__What you should do__.
Collect every line in the data below that contains the word "dark", and copy each of those lines.

··· Material shown

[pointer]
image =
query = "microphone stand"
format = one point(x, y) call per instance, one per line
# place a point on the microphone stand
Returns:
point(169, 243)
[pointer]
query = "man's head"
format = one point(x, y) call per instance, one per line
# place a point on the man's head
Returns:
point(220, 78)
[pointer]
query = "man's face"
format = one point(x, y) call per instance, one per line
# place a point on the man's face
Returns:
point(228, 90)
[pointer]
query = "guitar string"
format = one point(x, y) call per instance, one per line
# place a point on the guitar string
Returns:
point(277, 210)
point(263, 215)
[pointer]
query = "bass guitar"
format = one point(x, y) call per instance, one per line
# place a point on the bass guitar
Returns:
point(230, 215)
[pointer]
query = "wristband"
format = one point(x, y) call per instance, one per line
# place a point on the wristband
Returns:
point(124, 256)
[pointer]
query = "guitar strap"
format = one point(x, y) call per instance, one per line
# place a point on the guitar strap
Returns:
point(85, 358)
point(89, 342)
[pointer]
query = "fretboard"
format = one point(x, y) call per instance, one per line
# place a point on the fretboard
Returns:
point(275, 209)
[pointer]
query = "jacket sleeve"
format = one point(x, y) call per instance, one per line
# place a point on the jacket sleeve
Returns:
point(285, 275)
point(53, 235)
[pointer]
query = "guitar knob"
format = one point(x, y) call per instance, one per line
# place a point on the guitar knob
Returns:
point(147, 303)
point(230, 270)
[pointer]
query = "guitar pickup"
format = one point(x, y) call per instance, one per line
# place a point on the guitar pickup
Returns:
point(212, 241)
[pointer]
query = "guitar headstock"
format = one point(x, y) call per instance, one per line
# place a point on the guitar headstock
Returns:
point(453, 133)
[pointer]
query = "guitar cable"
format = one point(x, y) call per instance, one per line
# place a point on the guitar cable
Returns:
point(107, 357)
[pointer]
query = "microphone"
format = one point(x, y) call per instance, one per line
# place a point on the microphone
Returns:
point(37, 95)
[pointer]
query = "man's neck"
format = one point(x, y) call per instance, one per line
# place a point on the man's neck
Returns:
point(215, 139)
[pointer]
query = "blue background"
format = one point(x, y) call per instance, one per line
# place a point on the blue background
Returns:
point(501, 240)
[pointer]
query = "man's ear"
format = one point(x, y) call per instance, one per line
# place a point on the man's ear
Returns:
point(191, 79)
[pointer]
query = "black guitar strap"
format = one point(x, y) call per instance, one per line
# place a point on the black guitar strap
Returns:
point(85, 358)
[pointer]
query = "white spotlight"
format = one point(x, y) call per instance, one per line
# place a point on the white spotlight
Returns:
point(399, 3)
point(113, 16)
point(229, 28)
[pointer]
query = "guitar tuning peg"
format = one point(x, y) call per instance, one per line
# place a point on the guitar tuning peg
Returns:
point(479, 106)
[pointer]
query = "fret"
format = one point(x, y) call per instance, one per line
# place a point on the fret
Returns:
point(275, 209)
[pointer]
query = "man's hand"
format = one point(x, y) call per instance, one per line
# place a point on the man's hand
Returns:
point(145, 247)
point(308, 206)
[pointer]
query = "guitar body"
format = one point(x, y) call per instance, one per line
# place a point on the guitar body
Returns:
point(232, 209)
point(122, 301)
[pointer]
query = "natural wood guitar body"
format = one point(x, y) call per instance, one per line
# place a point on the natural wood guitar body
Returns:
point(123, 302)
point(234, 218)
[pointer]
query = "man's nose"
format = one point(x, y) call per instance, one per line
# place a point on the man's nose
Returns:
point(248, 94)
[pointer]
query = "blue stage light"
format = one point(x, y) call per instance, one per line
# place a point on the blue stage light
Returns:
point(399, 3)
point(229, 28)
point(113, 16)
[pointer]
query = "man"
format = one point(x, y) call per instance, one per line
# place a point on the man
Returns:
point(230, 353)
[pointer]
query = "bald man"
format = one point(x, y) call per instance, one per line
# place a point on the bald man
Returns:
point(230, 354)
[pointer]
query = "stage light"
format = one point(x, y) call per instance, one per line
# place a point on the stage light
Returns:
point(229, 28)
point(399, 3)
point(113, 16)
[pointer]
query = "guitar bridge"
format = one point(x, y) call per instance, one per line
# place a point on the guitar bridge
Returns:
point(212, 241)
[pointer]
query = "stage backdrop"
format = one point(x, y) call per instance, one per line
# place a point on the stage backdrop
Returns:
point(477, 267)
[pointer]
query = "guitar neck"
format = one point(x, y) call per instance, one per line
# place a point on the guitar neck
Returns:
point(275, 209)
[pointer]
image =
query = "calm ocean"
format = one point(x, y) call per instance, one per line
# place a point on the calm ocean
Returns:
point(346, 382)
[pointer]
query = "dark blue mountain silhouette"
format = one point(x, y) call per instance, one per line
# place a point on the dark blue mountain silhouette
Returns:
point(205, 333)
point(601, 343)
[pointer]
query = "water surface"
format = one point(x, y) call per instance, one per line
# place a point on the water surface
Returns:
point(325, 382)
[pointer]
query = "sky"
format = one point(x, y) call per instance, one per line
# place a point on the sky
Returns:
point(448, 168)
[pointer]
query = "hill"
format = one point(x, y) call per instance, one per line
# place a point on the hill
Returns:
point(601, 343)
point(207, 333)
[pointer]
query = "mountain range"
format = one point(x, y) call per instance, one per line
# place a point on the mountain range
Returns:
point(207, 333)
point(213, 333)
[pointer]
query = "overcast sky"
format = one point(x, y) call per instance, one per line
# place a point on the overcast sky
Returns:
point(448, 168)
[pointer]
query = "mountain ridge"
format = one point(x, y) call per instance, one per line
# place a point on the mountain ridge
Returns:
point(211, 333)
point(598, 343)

······
··· Material shown

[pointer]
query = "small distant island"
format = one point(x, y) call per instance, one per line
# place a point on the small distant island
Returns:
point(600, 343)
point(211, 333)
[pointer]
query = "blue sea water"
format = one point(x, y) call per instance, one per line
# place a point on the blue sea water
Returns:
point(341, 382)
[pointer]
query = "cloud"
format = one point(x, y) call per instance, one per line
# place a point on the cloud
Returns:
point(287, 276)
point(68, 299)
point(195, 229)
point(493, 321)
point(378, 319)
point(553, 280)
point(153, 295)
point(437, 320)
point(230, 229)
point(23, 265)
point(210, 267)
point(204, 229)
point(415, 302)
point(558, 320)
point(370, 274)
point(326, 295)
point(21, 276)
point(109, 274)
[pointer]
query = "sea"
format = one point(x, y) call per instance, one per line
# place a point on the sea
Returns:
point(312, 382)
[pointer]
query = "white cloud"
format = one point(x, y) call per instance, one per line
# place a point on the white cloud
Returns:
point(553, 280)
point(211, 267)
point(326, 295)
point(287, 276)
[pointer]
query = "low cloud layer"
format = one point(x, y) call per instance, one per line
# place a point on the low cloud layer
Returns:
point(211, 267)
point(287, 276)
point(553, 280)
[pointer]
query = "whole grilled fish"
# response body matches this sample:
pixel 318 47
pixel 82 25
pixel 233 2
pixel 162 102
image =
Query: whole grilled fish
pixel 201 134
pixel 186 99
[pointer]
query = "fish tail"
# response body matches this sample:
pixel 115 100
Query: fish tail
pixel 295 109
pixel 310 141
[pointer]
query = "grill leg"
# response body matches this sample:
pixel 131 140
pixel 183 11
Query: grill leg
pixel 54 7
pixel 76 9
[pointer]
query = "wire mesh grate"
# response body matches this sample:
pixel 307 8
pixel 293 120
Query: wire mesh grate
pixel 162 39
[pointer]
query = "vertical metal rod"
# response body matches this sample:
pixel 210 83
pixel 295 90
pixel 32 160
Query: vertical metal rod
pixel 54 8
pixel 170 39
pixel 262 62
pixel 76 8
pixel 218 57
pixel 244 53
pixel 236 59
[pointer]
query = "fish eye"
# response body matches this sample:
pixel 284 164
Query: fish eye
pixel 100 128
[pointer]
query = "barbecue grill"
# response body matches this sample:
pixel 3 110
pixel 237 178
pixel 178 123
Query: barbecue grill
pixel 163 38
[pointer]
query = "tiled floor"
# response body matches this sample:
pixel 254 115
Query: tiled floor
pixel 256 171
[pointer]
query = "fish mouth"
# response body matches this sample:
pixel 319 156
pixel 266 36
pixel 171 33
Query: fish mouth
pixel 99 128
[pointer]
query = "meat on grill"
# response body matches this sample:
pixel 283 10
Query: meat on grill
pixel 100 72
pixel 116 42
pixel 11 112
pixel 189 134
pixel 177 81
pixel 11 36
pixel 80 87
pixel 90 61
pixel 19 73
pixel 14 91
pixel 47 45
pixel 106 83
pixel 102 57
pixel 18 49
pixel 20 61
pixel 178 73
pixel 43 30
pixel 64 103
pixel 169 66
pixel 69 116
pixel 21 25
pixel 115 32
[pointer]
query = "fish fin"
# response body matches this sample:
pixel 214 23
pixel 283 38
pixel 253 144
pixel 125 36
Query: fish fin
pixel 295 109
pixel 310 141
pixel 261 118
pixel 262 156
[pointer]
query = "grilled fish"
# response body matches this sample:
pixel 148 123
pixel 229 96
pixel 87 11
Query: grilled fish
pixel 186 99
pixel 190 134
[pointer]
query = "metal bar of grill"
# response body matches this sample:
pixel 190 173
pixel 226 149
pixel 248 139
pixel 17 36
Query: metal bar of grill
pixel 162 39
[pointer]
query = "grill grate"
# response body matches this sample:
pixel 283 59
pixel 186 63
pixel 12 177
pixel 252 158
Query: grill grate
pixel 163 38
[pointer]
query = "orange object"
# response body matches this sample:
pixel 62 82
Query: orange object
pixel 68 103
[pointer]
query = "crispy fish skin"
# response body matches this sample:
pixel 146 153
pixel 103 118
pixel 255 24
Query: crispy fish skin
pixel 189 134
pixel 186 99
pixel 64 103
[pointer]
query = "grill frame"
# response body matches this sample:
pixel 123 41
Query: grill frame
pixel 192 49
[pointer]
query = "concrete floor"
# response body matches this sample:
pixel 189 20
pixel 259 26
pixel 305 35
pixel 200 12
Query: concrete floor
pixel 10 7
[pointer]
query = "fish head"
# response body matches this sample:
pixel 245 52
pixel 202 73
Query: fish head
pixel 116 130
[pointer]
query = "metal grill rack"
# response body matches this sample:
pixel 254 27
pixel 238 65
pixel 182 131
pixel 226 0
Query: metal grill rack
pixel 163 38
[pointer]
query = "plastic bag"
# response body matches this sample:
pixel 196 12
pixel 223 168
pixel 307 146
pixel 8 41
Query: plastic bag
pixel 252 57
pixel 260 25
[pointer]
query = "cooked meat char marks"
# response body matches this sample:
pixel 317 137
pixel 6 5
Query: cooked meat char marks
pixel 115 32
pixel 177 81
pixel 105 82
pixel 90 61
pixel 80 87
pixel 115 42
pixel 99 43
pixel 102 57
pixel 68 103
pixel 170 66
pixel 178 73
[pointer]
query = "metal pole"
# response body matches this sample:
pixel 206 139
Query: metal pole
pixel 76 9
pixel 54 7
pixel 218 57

······
··· Material shown

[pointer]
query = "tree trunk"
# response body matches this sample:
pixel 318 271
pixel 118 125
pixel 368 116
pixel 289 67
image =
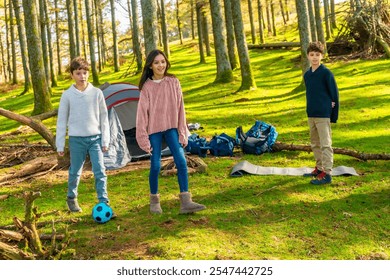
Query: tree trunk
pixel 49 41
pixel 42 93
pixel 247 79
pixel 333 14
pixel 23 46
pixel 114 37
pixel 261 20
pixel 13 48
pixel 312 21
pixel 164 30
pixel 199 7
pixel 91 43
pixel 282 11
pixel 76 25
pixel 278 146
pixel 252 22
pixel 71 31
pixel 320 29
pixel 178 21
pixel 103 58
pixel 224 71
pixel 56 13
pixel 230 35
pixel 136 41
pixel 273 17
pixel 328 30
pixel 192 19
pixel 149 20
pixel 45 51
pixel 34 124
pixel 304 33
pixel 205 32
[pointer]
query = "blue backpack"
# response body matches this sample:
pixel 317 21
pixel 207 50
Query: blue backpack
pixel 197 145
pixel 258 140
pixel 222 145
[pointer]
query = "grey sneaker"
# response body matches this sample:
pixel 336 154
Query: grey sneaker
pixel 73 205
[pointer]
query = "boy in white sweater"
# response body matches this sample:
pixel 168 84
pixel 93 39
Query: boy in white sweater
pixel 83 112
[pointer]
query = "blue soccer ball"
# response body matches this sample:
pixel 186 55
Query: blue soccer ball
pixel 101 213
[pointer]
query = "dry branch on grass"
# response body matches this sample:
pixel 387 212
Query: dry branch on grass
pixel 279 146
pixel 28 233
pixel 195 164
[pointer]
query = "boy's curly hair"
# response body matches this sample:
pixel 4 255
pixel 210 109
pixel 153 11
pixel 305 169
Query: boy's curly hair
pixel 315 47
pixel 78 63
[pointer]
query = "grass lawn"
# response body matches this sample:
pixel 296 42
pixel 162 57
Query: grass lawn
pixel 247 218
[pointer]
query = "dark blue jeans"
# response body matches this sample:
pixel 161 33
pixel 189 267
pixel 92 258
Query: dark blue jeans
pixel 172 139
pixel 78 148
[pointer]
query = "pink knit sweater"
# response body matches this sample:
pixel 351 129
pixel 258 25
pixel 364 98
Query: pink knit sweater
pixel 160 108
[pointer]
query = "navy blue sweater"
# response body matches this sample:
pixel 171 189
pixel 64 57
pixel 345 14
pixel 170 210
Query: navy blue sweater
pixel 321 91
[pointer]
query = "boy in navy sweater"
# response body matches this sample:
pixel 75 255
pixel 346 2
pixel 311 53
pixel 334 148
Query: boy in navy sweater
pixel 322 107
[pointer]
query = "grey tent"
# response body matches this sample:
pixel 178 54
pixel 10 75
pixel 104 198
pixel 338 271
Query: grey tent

······

__The solution__.
query = "dark blue mountain silhouette"
# place a point on the dark blue mountain silhouette
query = "dark blue jeans"
Query: dark blue jeans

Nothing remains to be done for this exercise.